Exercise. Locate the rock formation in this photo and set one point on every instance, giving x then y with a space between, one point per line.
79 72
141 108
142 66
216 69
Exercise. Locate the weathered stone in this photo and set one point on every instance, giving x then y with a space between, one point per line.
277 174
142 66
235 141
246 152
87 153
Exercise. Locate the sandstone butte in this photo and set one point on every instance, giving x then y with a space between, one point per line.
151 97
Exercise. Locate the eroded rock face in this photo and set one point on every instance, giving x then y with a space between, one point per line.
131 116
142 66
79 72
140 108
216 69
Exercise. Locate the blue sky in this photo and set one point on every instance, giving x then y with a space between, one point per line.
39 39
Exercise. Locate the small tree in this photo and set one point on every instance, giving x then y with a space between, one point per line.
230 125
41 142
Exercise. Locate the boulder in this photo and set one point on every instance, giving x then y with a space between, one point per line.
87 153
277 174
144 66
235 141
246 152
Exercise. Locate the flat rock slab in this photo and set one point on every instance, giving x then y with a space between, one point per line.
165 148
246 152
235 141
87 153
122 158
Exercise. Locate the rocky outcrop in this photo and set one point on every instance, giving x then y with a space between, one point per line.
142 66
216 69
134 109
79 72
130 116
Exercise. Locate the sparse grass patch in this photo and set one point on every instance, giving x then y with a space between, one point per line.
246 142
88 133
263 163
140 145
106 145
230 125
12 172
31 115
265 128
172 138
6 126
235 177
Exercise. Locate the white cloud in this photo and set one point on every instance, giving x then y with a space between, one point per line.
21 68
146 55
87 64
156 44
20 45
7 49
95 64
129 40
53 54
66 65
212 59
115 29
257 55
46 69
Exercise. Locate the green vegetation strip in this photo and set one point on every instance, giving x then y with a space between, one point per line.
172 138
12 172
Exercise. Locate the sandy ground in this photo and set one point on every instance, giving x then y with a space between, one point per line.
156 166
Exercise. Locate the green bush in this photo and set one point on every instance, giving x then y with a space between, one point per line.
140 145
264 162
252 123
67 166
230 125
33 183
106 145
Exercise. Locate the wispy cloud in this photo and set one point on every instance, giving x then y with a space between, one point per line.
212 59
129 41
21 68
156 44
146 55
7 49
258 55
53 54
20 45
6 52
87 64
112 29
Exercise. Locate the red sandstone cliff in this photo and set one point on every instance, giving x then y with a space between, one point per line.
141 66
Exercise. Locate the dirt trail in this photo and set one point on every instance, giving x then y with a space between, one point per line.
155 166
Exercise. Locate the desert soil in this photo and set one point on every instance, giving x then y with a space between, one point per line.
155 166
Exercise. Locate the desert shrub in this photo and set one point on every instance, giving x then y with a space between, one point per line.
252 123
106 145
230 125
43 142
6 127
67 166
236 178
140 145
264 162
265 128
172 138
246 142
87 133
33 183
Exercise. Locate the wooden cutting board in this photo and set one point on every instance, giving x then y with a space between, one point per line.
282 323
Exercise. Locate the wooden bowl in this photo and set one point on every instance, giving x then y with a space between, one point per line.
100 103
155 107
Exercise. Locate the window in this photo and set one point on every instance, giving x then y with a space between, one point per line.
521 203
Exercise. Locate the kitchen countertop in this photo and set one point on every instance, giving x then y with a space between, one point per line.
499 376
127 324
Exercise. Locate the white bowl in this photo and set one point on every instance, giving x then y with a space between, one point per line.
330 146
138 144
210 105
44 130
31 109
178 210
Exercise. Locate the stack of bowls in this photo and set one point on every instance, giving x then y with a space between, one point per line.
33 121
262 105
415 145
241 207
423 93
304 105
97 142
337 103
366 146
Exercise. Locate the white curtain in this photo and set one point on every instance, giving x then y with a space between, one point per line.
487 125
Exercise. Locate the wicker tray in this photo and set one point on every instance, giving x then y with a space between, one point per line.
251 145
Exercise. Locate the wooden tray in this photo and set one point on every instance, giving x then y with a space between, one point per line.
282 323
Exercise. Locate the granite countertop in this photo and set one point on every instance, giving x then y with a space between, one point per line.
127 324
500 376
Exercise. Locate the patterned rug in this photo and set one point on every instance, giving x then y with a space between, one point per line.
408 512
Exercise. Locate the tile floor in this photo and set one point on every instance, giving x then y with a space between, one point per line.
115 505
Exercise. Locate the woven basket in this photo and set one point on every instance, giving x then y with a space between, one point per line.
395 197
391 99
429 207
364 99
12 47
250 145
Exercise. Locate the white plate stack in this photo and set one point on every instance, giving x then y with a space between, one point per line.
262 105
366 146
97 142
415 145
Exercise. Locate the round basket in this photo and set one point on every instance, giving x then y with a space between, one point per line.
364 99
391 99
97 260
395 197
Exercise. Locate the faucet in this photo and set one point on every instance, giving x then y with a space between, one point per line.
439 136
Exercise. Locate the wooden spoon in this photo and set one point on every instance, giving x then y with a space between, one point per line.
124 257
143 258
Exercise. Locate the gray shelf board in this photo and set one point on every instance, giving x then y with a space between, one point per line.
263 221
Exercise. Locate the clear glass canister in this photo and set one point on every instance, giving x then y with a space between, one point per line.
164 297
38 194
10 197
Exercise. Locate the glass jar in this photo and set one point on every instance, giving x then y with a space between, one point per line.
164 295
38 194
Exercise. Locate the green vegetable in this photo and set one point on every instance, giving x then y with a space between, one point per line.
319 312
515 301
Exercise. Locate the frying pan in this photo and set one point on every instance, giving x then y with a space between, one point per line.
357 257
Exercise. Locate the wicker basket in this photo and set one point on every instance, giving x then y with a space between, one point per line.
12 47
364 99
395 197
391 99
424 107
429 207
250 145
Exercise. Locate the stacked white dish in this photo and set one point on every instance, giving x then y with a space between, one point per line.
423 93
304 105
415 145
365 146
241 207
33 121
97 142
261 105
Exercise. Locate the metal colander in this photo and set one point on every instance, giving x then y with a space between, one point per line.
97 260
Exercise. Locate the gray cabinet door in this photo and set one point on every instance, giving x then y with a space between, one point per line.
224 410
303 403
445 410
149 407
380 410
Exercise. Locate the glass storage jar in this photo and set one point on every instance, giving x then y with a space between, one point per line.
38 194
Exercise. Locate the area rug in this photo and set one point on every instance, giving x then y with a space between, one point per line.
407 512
---*---
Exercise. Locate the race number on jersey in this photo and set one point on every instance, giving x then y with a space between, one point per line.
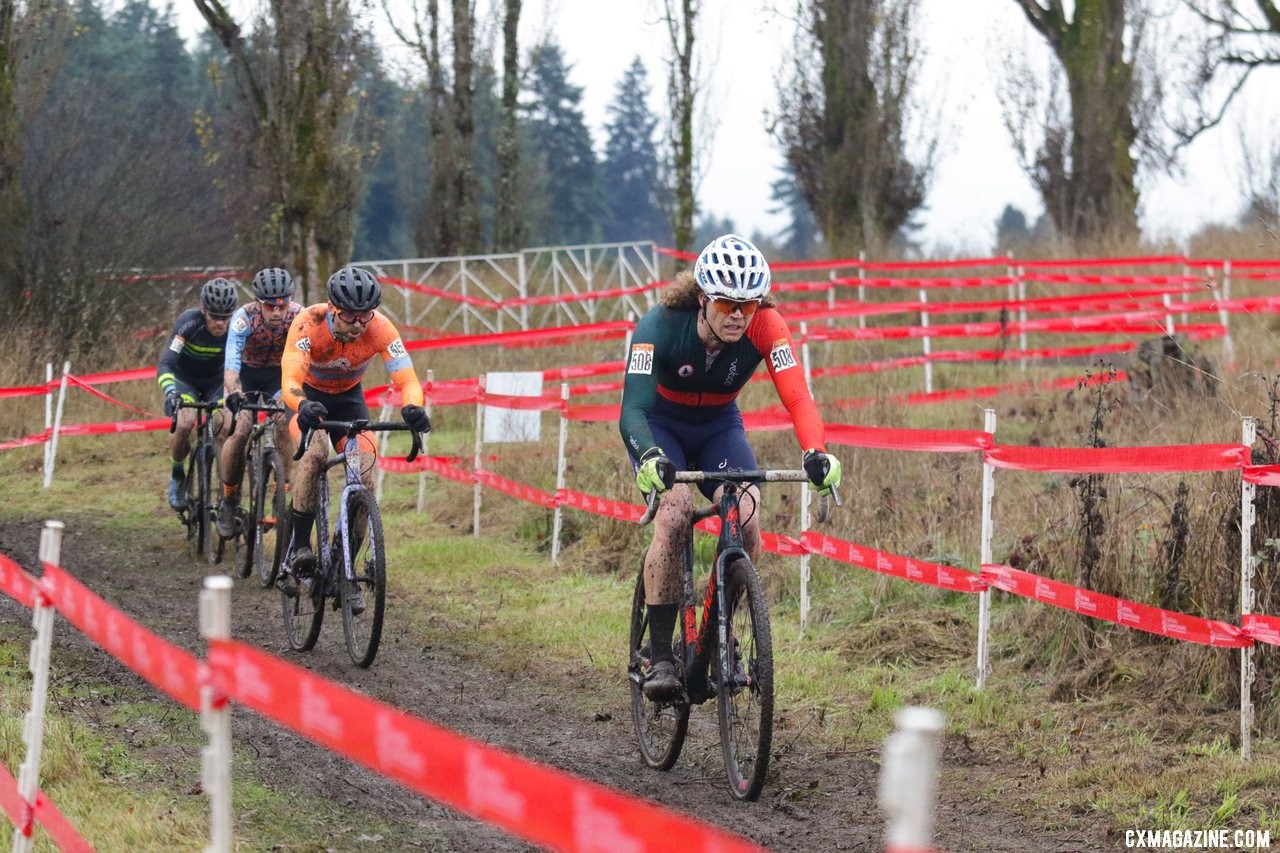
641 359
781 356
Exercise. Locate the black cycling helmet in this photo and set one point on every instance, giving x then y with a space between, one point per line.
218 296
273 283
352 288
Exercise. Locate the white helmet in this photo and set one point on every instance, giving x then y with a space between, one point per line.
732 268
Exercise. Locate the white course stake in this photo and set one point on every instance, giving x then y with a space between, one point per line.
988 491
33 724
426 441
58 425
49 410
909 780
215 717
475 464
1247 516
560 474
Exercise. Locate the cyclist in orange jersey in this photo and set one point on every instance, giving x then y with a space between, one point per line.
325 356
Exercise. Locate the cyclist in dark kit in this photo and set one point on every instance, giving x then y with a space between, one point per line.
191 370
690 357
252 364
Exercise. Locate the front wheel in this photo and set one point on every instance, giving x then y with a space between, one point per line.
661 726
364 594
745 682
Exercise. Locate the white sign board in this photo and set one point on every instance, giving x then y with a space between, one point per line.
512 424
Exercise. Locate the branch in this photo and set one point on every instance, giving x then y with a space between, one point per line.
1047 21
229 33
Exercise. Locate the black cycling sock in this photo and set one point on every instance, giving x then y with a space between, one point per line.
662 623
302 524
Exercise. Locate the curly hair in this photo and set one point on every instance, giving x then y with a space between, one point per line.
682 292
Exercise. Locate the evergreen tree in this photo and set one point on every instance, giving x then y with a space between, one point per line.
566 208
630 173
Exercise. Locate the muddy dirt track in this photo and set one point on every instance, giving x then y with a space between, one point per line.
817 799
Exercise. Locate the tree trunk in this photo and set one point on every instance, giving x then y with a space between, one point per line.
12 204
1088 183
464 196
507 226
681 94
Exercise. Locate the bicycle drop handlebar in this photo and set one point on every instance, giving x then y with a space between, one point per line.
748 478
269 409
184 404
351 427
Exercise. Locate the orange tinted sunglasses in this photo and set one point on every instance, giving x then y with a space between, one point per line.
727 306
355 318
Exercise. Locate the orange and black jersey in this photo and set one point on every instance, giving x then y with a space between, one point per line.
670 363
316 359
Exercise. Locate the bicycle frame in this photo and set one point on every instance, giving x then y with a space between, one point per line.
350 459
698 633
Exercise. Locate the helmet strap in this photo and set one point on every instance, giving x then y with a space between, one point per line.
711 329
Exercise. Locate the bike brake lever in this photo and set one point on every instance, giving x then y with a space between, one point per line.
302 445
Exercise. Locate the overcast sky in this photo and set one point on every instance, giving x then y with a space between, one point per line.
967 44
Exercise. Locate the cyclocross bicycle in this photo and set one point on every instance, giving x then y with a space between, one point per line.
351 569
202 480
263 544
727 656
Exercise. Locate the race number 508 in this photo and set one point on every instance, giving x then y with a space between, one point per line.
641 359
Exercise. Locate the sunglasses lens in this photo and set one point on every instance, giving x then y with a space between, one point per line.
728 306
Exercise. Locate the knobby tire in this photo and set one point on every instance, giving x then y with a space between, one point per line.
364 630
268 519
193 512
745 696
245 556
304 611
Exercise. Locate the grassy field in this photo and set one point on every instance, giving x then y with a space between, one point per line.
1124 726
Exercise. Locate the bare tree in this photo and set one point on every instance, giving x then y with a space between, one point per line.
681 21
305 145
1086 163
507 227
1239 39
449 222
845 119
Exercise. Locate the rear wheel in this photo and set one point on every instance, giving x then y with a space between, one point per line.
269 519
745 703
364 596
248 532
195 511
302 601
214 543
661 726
---*---
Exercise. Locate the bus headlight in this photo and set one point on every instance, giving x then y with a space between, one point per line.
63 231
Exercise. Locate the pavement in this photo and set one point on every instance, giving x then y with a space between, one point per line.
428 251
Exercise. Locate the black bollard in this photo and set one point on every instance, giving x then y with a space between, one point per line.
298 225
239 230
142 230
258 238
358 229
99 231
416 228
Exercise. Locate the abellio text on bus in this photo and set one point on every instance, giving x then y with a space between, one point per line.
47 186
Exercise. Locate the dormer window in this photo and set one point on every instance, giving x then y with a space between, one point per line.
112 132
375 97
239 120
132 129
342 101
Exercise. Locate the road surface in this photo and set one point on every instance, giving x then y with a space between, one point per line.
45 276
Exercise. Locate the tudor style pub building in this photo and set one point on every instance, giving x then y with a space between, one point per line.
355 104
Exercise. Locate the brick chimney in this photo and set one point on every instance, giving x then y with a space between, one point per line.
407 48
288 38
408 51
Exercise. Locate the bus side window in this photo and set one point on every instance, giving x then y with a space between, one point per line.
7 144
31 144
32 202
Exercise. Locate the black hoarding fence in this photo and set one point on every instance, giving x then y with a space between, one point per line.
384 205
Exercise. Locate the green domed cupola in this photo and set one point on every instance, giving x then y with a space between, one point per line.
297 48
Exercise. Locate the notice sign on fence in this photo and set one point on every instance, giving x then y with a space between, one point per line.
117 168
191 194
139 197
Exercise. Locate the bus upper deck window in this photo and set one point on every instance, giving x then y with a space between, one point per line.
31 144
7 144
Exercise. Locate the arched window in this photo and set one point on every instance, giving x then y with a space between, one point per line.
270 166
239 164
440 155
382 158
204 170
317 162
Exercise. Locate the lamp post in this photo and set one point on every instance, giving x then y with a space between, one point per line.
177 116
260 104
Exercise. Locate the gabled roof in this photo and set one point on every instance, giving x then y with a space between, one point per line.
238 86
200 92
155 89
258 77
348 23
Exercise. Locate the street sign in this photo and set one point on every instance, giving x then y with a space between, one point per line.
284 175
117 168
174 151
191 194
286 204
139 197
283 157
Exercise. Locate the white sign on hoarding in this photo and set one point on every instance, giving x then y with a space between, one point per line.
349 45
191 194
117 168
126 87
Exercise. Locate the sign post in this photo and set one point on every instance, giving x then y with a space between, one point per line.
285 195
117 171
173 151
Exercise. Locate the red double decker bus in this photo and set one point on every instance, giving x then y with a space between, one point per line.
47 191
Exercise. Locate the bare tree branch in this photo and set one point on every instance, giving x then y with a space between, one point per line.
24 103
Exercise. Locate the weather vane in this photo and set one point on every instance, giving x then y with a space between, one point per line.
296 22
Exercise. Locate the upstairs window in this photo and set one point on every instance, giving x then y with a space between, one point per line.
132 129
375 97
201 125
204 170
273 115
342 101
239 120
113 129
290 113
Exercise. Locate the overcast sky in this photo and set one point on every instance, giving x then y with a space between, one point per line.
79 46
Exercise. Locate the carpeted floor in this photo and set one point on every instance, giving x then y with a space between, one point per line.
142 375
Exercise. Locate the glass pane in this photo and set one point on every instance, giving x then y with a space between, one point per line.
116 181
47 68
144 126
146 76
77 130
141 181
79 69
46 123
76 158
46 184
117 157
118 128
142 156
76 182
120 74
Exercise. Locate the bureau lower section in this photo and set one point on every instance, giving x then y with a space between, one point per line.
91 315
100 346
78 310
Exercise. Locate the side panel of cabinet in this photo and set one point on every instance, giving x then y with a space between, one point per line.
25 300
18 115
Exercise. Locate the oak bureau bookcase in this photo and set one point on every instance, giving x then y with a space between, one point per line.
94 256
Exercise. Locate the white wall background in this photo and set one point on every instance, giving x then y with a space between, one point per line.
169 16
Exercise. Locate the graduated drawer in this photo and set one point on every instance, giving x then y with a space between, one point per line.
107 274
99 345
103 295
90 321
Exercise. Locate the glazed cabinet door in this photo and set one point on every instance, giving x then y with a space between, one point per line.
---*---
- EXERCISE REQUIREMENTS
Locate every line in the data above that contains the word "post", and copy each of those lines in full.

- SOLUTION TO THE PROBLEM
Exercise. Locate the lamp post in this photo and set one point on every instance, giving x then y with a space between, one point per line.
Exercise. Locate the sign post in this photo and set one point on every instance, giving x then y with a space between, one point per line.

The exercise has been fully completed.